(Image-grounded pointing data)

=== Section Start ===

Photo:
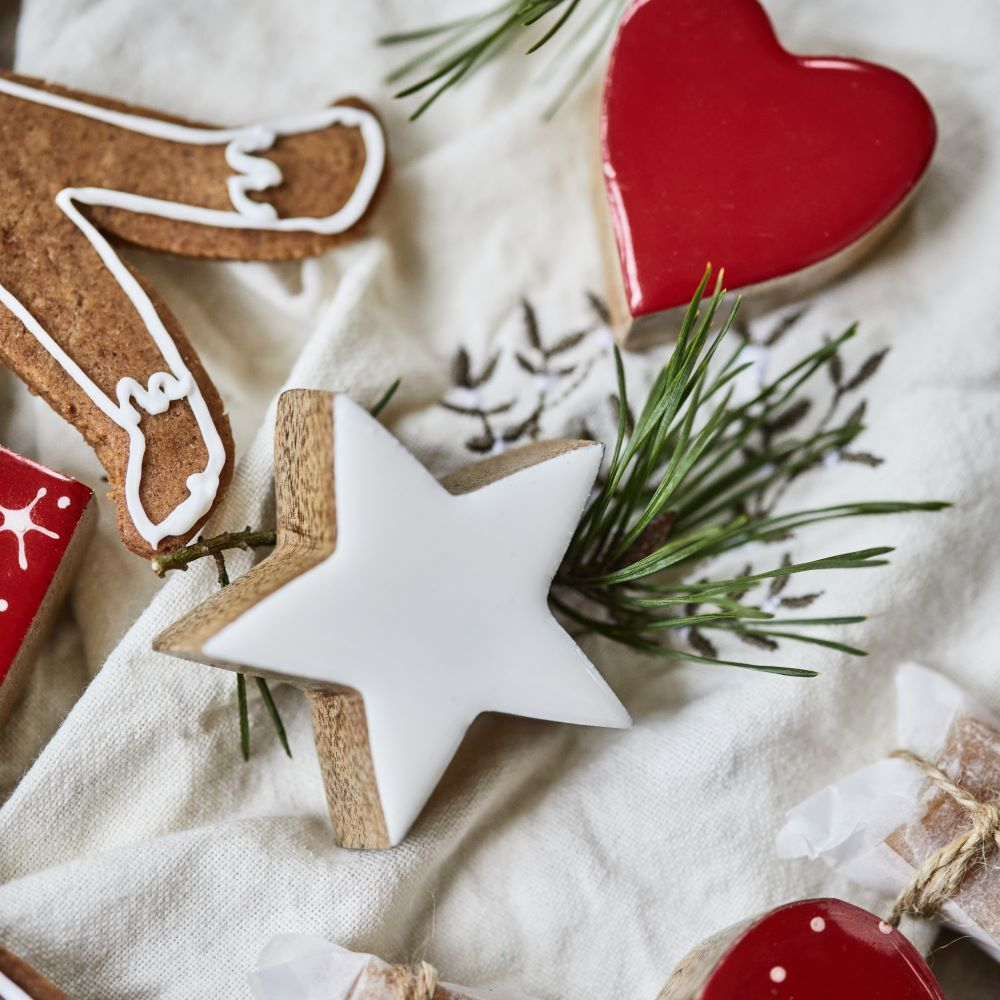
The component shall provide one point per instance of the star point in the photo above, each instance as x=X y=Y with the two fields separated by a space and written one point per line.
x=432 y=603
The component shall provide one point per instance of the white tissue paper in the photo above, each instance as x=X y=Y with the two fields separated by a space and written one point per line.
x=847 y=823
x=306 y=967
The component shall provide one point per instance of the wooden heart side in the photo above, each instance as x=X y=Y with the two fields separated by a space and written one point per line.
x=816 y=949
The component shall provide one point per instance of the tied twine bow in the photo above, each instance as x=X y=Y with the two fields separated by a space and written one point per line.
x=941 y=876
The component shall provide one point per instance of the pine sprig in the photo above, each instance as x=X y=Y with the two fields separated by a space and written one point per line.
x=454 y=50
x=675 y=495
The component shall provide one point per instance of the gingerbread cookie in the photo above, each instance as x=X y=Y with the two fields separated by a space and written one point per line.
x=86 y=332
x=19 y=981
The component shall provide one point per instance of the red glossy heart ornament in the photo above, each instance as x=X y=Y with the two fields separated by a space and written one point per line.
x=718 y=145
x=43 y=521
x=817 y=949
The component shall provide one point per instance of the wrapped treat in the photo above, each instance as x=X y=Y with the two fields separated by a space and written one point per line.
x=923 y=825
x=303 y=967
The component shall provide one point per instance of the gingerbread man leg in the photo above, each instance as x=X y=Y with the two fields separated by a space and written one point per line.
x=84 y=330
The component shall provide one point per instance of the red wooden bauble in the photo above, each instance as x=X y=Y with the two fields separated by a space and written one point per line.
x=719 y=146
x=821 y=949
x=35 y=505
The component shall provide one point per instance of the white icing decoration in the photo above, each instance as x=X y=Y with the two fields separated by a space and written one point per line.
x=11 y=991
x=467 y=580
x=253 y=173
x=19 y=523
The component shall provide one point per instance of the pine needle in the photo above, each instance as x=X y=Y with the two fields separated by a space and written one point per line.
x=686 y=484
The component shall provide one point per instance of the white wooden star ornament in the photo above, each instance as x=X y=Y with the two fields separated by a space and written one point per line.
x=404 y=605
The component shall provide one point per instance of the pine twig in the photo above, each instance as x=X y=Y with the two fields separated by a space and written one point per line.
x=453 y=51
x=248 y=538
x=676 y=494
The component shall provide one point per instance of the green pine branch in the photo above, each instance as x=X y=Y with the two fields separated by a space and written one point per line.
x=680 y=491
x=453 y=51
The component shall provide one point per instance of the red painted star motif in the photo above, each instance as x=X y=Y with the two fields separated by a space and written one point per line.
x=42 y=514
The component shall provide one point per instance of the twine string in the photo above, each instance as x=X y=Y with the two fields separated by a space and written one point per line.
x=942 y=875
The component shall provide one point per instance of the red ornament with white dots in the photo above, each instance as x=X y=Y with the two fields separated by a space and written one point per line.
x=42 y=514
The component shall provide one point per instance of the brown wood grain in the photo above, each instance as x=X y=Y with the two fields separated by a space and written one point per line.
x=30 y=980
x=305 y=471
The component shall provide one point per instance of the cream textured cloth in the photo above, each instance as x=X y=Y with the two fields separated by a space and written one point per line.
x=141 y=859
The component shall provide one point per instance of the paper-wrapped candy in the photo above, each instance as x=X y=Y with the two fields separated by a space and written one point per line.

=== Section End ===

WHAT IS REQUIRED: Could the entries above be written out word for word, pictures excluded?

EXERCISE ANSWER:
Photo:
The component shall provide one point per instance of the star point in the photo above, each instance as x=X y=Y with the two fields separated by a space and written one point per line.
x=432 y=603
The component shall provide one point per instance of the white tissue paper in the photo above, each instance as x=X y=Y with the two fields separated by a space and written one point per line.
x=847 y=823
x=306 y=967
The component shall provide one point per instance of the wooden heart side in the photo above, each instance as x=X y=Y with the two fields separated by a space and written one point per line.
x=816 y=949
The component shall provide one point per instance of the tied twine bow in the photo above, each instance as x=X y=Y with the two fields separated by a space and written one point per line.
x=941 y=876
The component shall provide one point per instance of the pine sprig in the photo above, each instance as x=X y=Y with the two fields separated by a space and written one point per line.
x=454 y=50
x=675 y=495
The component shall provide one point per instance of the gingerbread cookie in the photo above, each instance as x=X y=Y with the two fields separated by a space and written one point per line.
x=86 y=332
x=19 y=981
The component shall provide one point per instance of the red glossy heart ornament in the photo above, each instance as x=X y=Y with the two fields separated by a space and written one point per line.
x=718 y=145
x=43 y=521
x=817 y=949
The component shall provide one point per instance of the wrapped treat in the photo above, each instance as x=X y=Y with the two fields separated by a space and written one point per line.
x=923 y=825
x=303 y=967
The component shall provide one point per instance of the gingerbread man leg in the photo above, each instance as x=X y=Y with the two fields separated by a space and written one point per line.
x=84 y=330
The component shall provide one point per instance of the red wooden bauble in the photo above, each instance as x=X y=Y with the two fields separated by a space and written one point per line.
x=719 y=146
x=821 y=949
x=35 y=505
The component shall provide one point per instance of the white icing decoration in the photo above, each instance as x=X y=Y with the two fields separated by a space and written one point per line.
x=11 y=991
x=467 y=580
x=253 y=173
x=19 y=523
The component shall provide one point per instance of the pine needle in the photo above, each instance as x=X y=Y with the two fields separated by a space and written one point per line.
x=686 y=484
The component shall provide one point per instance of the white wooden star ornament in the photo above, each instance as x=X y=Y with the two fields separated by a space and written one point per line.
x=404 y=605
The component shall provide one point per instance of the pine twig in the photo above, each instance as x=X y=Y with the two fields separated by a space and written one point per line.
x=453 y=51
x=248 y=538
x=676 y=494
The component shall provide one point per instance of the green pine branch in the photo above, each instance as x=X y=Y with the two fields separated by a space and written one point per line.
x=680 y=491
x=453 y=51
The component shall provide one point per instance of the red painted star motif in the photo above, each instance as x=X y=Y with the two fields separated by a space and written one point per line.
x=42 y=514
The component shall provide one point per instance of the twine string in the photo above, each instance as x=X y=Y with the two fields separated by a space and written one point per line.
x=942 y=875
The component shall provide one point per instance of the red ornament with white dots in the photo above, each instance as x=X y=Y with the two fields separated by a space and written one point per line.
x=42 y=514
The component shall provide one point per instance of the brown wood grain in the photo above, each instance as x=X y=Y with the two fields separated by a space and written one point per line.
x=30 y=980
x=305 y=471
The component shall provide one point per instance of the cream textured cloth in the photo above, each instance as x=X y=Y with the two fields separated by a space and written one point per line.
x=141 y=859
The component shall provide one point per instance of the paper-wrapped candy in the photo above, each instance as x=X y=Y with the two fields separated by a space and written one point per line.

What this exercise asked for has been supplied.